# WORK INSTRUCTION 1:
According to the Angelo Simmons profile, which non-league English club did he have a short spell with?
# WORK INSTRUCTION 2:
In the Angelo Simmons profile, take the stretch from "Medal record" through "captaining the team." and swap "striker" for "winger".
# WORK INSTRUCTION 3:
Translate this sentence from the Angelo Simmons profile into Spanish: "Angelo Simmons (born 20 July 1987) is a Bermudian footballer who plays as a forward for Dandy Town Hornets."

# EXERCISE PASSAGE:
####

Angelo Simmons

Personal information
- Date of birth: 20 July 1987 (age 37)
- Place of birth: Bermuda
- Position(s): Forward

Team information
- Current team: Dandy Town Hornets

Senior career*
- Years: Team / Apps / (Gls)
- 2004–2010: Boulevard Blazers /  / (39)
- 2010–2012: Bermuda Hogges / 19 / (2)
- 2011: → Dandy Town Hornets (loan) / 3 / (1)
- 2011: Carshalton Athletic / 0 / (0)
- 2011–2012: → Dandy Town Hornets (loan) / 12 / (11)
- 2012–: Dandy Town Hornets / 79 / (56)

International career^{‡}
- Bermuda U17
- Bermuda U20
- 2011–: Bermuda / 7 / (1)

Medal record
Men's football
Representing Bermuda
Island Games
| Winner | 2013 Bermudas |  |

= Angelo Simmons =

Bermudian footballer (born 1987)

Angelo Simmons (born 20 July 1987) is a Bermudian footballer who plays as a forward for Dandy Town Hornets.

==Club career==
Simmons began his career as a striker with Boulevard Blazers before joining the Bermuda Hogges in the USL Second Division. He returned to the local league to play for Dandy Town Hornets and also had a short spell in England with non-league Carshalton Athletic. As of October 2022, he was still with Dandy Town and captaining the team.

####

# DATASET EXCERPT:

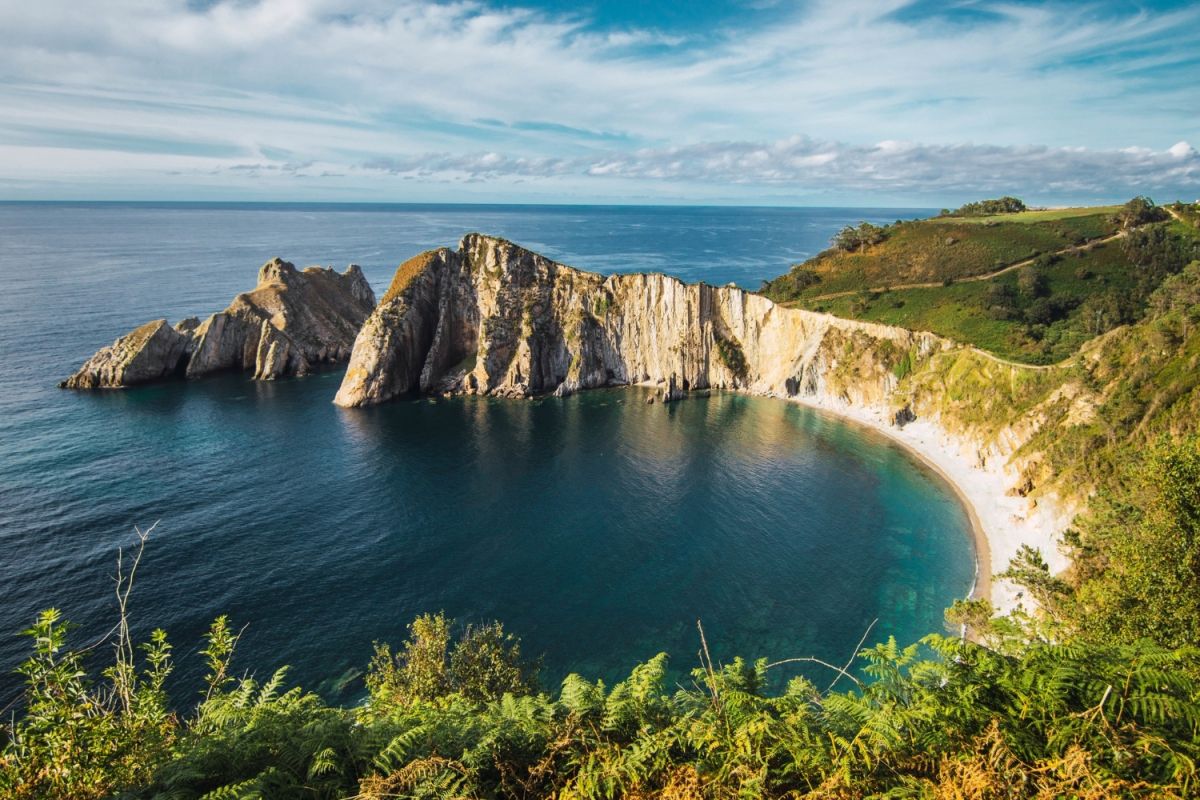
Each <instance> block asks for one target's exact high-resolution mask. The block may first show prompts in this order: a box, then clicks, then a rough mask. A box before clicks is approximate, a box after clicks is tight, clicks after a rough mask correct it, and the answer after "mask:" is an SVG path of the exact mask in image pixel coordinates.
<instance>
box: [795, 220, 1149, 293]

####

# OUTPUT 1:
Carshalton Athletic

# OUTPUT 2:
Medal record
Men's football
Representing Bermuda
Island Games
| Winner | 2013 Bermudas |  |

= Angelo Simmons =

Bermudian footballer (born 1987)

Angelo Simmons (born 20 July 1987) is a Bermudian footballer who plays as a forward for Dandy Town Hornets.

==Club career==
Simmons began his career as a winger with Boulevard Blazers before joining the Bermuda Hogges in the USL Second Division. He returned to the local league to play for Dandy Town Hornets and also had a short spell in England with non-league Carshalton Athletic. As of October 2022, he was still with Dandy Town and captaining the team.

# OUTPUT 3:
Angelo Simmons (nacido el 20 de julio de 1987) es un futbolista bermudeño que juega como delantero en el Dandy Town Hornets.